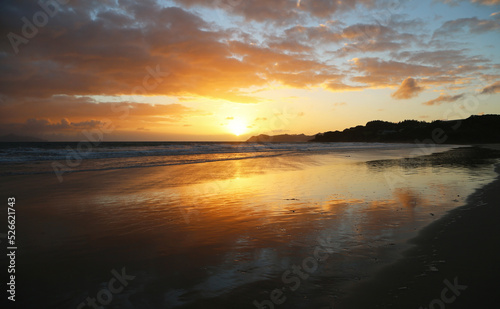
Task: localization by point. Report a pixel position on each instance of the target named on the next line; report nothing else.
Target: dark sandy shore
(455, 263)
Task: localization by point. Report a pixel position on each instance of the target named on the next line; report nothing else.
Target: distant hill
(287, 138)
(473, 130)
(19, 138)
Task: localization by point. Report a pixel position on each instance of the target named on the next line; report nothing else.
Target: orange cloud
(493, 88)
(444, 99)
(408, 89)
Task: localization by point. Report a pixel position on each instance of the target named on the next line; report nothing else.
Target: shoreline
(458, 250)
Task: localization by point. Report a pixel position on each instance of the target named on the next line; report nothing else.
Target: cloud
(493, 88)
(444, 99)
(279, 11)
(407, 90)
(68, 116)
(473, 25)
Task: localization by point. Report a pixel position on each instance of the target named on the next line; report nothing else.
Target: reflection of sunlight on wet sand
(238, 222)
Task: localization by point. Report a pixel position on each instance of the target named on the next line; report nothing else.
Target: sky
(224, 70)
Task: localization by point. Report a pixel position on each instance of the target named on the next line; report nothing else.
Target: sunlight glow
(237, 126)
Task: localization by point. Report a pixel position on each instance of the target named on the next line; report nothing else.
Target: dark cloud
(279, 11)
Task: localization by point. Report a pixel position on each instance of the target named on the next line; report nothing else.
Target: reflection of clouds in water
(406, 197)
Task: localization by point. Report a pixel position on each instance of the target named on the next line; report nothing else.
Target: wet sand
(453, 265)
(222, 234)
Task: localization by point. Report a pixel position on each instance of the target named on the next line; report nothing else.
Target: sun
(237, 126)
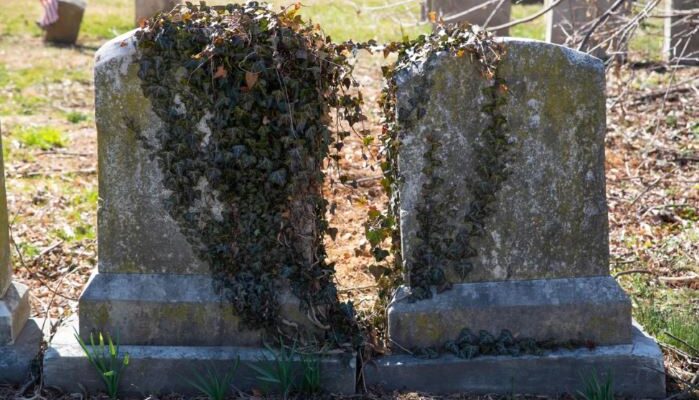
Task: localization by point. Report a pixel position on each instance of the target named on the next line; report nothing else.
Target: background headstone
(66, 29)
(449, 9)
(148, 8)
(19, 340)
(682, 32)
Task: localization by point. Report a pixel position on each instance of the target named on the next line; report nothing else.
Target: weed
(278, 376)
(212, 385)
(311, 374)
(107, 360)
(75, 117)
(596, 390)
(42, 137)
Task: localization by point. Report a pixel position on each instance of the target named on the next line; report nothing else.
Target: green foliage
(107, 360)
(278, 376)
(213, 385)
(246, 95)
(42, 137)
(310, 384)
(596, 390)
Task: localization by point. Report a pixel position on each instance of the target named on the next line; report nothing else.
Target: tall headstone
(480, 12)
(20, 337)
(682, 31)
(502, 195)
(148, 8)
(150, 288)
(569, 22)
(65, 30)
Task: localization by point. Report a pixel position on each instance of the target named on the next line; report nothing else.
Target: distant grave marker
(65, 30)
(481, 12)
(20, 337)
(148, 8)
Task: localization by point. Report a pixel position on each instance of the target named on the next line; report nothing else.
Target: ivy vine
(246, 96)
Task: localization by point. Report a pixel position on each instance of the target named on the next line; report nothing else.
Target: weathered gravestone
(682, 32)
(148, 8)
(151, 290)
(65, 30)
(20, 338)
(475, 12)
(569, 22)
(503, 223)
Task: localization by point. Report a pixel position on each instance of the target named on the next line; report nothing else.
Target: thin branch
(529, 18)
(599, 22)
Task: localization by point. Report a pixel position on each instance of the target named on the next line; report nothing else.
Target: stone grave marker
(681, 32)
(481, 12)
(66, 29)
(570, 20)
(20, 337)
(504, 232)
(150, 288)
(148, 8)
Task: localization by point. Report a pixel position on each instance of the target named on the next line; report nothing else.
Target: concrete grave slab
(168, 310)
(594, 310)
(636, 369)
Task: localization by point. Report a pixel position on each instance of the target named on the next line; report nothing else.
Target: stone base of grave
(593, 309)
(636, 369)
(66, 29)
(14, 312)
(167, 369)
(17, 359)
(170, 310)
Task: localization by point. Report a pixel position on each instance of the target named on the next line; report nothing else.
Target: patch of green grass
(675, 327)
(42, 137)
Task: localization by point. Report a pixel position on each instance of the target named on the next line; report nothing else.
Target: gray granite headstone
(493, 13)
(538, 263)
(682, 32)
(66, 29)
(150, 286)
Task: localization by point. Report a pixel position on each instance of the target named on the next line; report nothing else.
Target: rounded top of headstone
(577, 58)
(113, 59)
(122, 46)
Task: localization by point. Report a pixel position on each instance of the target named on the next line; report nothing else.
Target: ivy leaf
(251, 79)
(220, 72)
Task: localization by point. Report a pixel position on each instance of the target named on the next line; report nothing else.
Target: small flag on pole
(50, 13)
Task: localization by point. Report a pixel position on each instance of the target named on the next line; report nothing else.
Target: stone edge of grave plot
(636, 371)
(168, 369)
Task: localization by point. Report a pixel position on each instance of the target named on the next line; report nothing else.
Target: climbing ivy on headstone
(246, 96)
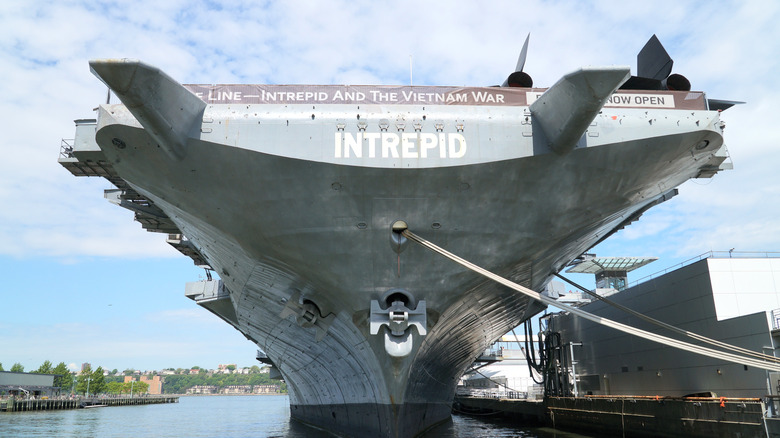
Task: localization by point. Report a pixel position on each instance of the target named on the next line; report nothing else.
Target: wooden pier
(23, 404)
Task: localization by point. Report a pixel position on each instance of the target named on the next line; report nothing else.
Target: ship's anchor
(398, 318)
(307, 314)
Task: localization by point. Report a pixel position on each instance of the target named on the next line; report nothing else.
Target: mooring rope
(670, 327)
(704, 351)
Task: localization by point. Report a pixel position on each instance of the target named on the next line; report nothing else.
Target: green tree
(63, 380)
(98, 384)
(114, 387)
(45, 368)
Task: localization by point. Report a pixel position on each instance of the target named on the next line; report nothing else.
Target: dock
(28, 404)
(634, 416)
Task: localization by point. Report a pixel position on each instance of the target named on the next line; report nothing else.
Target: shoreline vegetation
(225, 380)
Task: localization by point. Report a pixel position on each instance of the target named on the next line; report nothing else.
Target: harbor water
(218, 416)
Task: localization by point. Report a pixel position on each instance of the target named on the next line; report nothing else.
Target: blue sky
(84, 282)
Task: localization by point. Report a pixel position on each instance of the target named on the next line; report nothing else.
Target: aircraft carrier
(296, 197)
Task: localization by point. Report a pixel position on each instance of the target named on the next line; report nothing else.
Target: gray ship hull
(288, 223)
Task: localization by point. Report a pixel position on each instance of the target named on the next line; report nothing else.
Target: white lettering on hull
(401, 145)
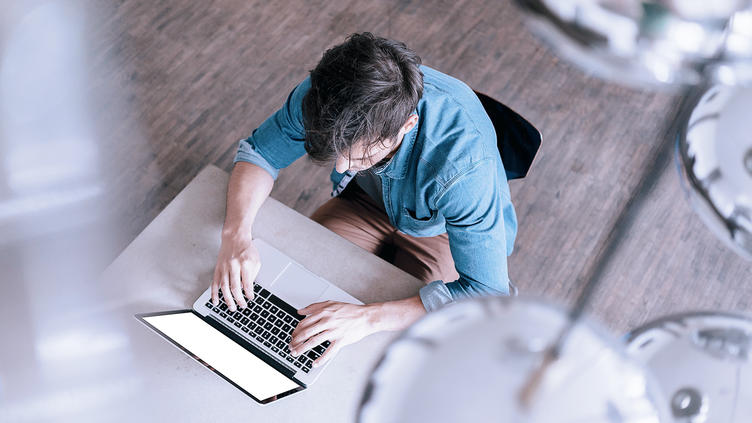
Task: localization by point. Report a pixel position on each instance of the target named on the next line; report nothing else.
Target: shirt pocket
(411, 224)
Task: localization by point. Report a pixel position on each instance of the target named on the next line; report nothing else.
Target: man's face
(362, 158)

┄┄┄┄┄┄┄┄┄┄┄┄┄┄┄┄┄┄┄┄

(Required task):
Transcribe every entry word for word, but omit the pictures.

(Written solution):
Task: localization by point. Report a pixel position on each instance of the target named on the next line; report nothing else.
Target: dark sandy shore
(455, 263)
Task: localization by point. Report a pixel position on each instance of the target named on the next line; report nothing else.
Target: distant hill
(287, 138)
(473, 130)
(19, 138)
Task: localization by point. Report a pixel position on each instance of the target named on the next line; report nothing else.
Target: orange cloud
(493, 88)
(444, 99)
(408, 89)
Task: localization by point. Report a pixel position on each instance of the target named on the next line; report nothing else.
Target: shoreline
(458, 250)
Task: localization by point. Report a pixel position on each instance of the target named on the next line; report nothing else.
Target: cloud
(493, 88)
(444, 99)
(279, 11)
(407, 90)
(68, 116)
(473, 25)
Task: localization by point. Report a pixel position on each instance of the target named on the next line; report nothing else.
Target: reflection of sunlight on wet sand
(238, 222)
Task: localization by point. Report a pixel position on each instance of the target named on the next line; report nothing else.
Target: sky
(224, 70)
Task: localization by point. Report a pixel position on each instance of the target named on the next line; report nothing else.
Target: sunlight glow
(237, 126)
Task: localization by point. Report a pixel position on each instance of the target named on the next line; report nothing else.
Target: dark cloud
(279, 11)
Task: localization by point. Report a pixel position on each instance of the target named on the next line; report nothing else.
Target: reflection of clouds in water
(406, 197)
Task: localization by point. Report a pixel position on each instance of the target named on the next line; report nothing else.
Target: wet sand
(453, 265)
(222, 234)
Task: localization by point. Report a pixel position on each instance of the target named on the next line; report nothing else.
Target: sun
(237, 126)
Task: localization by point. Report a pixel position on each instance of the target named on the next line; report nothing else.
Target: background headstone
(66, 29)
(449, 9)
(148, 8)
(19, 340)
(682, 32)
Task: localization by point. Report a pixel position on each instance of the target named on the next line; report nothing else.
Target: weed
(278, 376)
(212, 385)
(311, 374)
(107, 360)
(75, 117)
(596, 390)
(42, 137)
Task: localization by point. Report a pixel position on each instance of the target named on the next line; report nothing else.
Target: green foliage
(107, 360)
(278, 376)
(213, 385)
(246, 95)
(42, 137)
(310, 384)
(596, 390)
Task: localization by point. Report a pixel position on each instance of the target named on the next line; report nothing else.
Target: tall headstone
(480, 12)
(20, 337)
(682, 31)
(502, 195)
(148, 8)
(150, 288)
(569, 22)
(65, 30)
Task: localization by point. Report a pixel position on each instance of the target named on the next line; report nothing else.
Target: distant grave marker
(65, 30)
(481, 12)
(20, 337)
(148, 8)
Task: localization by point. Report a pixel position on each instance of the target named on the next line; report nothing else.
Target: ivy vine
(246, 96)
Task: localization by point. Report a pixel position on each instance of the target named on the next line; report nothing else.
Target: weathered gravestone
(682, 32)
(148, 8)
(151, 290)
(65, 30)
(20, 338)
(475, 12)
(569, 22)
(503, 223)
Task: localization by point. Report a pixel position on each instance of the target named on the next line; report nothing else.
Target: thin branch
(529, 18)
(599, 22)
Task: localization by point. Report a pixel position on each instance of the target named on the next line; report nothing else.
Target: stone grave marker
(681, 32)
(481, 12)
(66, 29)
(570, 20)
(20, 337)
(504, 232)
(150, 288)
(148, 8)
Task: localization by point. Report a pixel position on each instance of the target named on the next line; report nothing else.
Target: concrete grave slab
(168, 310)
(594, 310)
(636, 369)
Task: localization by point. Report a pixel position on each instance of the target named on the next line; report nothing else.
Target: stone base of grave
(593, 309)
(636, 369)
(66, 29)
(14, 312)
(167, 369)
(17, 359)
(170, 310)
Task: localization by point. Report a pixel position on each instance of the target named on the next line; report nothing else.
Target: patch of green grass
(675, 327)
(42, 137)
Task: localization by point. Report a pixel position on each instance of the target named on the next line; report nothing else.
Target: gray granite headstone
(493, 13)
(538, 263)
(682, 32)
(66, 29)
(150, 286)
Task: localization by point. Report a pixel position on each instance of the target named on the next line; report nothing else.
Target: rounded top of headstone
(577, 58)
(113, 59)
(122, 46)
Task: localization by point. Report a pixel position on each instance of the target named on the next line; report nothing else.
Target: ivy leaf
(251, 79)
(220, 72)
Task: localization by point. Report a pixel position on each instance of the target named on the next line; report nothing else.
Target: small flag on pole
(50, 13)
Task: localization by point. Report a pixel position on each instance of the target named on the next line; report nothing else.
Target: stone edge of grave plot
(636, 371)
(168, 369)
Task: localization by point. Report a pixel position on each instance of the target named on the next line; report nothing else.
Target: climbing ivy on headstone
(246, 96)
Task: localization by point. Report a pixel position on each instance of the target named on the next line; report nothing else.
Target: wooden pier
(23, 404)
Task: localization by point. Report a pixel position on each instance of the target named on the next line; report nothing else.
Target: ship's anchor
(398, 318)
(307, 314)
Task: localization by point. Report a pixel position on each instance of the target named on the next line; report nothing else.
Target: mooring rope
(670, 327)
(704, 351)
Task: localization by point. Report a pixel position on each instance of the target named on the next line; report nothing else.
Target: green tree
(63, 380)
(98, 384)
(114, 387)
(45, 368)
Task: localization by point. Report a pixel position on each instance of the target named on the next line; report nothing else.
Target: dock
(28, 404)
(634, 416)
Task: localization by point. Report a pixel position on each instance of the target named on the next line; report nothing else.
Target: shoreline vegetation
(225, 380)
Task: localization by point. Report a pixel position on each instance of the target named on the next line; report nothing else.
Target: harbor water
(218, 416)
Task: localization by point. Report a pixel position on each instance of the target named on the next line; report nothing else.
Target: blue sky
(84, 282)
Task: localization by point. Report a pixel position on each instance of the target named on the next line; report nothing else.
Target: aircraft carrier
(296, 197)
Task: localization by point. Report a pixel position on each instance of the target named on the next line; report nothing else.
Target: gray ship hull
(288, 223)
Task: localization by point. Report a pixel position on each instance of the target named on the next line; report nothing else.
Target: white lettering on hull
(401, 145)
Task: localization by point. Report a pixel position on each instance of the target named on the next line; report nothing else.
Target: shirt pocket
(411, 224)
Task: localization by point. Report a pixel position on each instance of the target named on the next line; report nothing else.
Target: man's face
(362, 158)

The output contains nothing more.